Aim of the task
Extract the stretch of the hemp rule summary from "Under the Interim" through "dry and test.", copying it word for word.

Source document
______________________________

On January 15, 2021, the U.S. Department of Agriculture (USDA) announced the publication of its hemp production Final Rule in the Federal Register.  The Final Rule will go into effect on March 22, 2021.  The Final Rule largely builds upon the Interim Final Rule which was in effect for the 2020 hemp growing season.  It also takes into account feedback from three public comment periods.  Below are six key takeaways from the Final Rule:

  1. Expanding The Timeframe For Harvest Post-Sampling

Under the Interim Final Rule, hemp was to be harvested within 15 calendar days of sampling.  This short time period was viewed as unworkable by the industry.  USDA took heed of the many comments requesting a broader window for harvest and expanded the time period to 30 calendar days.

  1. Sampling

During the comment period, industry pushed for pre-harvest samples to be taken from the whole plant. However USDA kept the requirement that pre-harvest sampling come from the plant’s flowers.  The Final Rule does provide some clarification regarding cutting procedures which is seen as an improvement from the Interim Final Rule. According to USDA, the current cutting protocols are an effort to strike a balance between the need to collect sufficiently large portions of the plant’s flower to obtain an accurate assessment and the need to avoid cutting too large a portion to transport, dry and test.

______________________________

Supplied material
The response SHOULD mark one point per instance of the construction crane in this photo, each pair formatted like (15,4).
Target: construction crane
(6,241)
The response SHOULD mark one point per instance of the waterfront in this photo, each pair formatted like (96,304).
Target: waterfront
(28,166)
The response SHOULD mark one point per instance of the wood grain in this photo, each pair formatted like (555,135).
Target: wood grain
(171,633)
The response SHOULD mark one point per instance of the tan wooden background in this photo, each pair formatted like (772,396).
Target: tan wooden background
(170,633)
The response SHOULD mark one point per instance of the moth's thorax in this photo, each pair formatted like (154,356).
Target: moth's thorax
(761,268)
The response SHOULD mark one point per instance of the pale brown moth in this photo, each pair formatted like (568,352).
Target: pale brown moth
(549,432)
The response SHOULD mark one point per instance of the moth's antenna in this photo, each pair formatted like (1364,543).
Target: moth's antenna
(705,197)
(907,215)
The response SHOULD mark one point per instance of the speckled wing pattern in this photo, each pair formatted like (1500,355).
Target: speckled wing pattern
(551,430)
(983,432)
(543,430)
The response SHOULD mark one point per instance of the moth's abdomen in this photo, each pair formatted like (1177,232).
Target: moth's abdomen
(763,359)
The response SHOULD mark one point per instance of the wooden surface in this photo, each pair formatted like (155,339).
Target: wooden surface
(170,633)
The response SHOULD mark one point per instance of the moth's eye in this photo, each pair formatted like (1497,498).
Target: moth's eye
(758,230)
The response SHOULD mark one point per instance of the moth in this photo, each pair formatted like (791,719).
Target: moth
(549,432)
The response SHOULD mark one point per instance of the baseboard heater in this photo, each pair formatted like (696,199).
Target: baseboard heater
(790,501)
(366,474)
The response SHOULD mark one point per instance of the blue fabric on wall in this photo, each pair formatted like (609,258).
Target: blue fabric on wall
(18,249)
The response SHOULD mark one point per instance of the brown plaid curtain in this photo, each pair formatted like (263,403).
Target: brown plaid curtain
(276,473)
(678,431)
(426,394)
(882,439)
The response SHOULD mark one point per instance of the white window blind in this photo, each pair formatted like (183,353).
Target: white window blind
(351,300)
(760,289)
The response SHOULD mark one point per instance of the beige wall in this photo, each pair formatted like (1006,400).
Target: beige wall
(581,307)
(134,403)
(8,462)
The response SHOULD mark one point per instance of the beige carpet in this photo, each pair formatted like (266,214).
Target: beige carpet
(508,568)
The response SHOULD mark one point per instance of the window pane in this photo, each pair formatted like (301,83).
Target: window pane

______________________________

Your response
Under the Interim Final Rule, hemp was to be harvested within 15 calendar days of sampling.  This short time period was viewed as unworkable by the industry.  USDA took heed of the many comments requesting a broader window for harvest and expanded the time period to 30 calendar days.

  1. Sampling

During the comment period, industry pushed for pre-harvest samples to be taken from the whole plant. However USDA kept the requirement that pre-harvest sampling come from the plant’s flowers.  The Final Rule does provide some clarification regarding cutting procedures which is seen as an improvement from the Interim Final Rule. According to USDA, the current cutting protocols are an effort to strike a balance between the need to collect sufficiently large portions of the plant’s flower to obtain an accurate assessment and the need to avoid cutting too large a portion to transport, dry and test.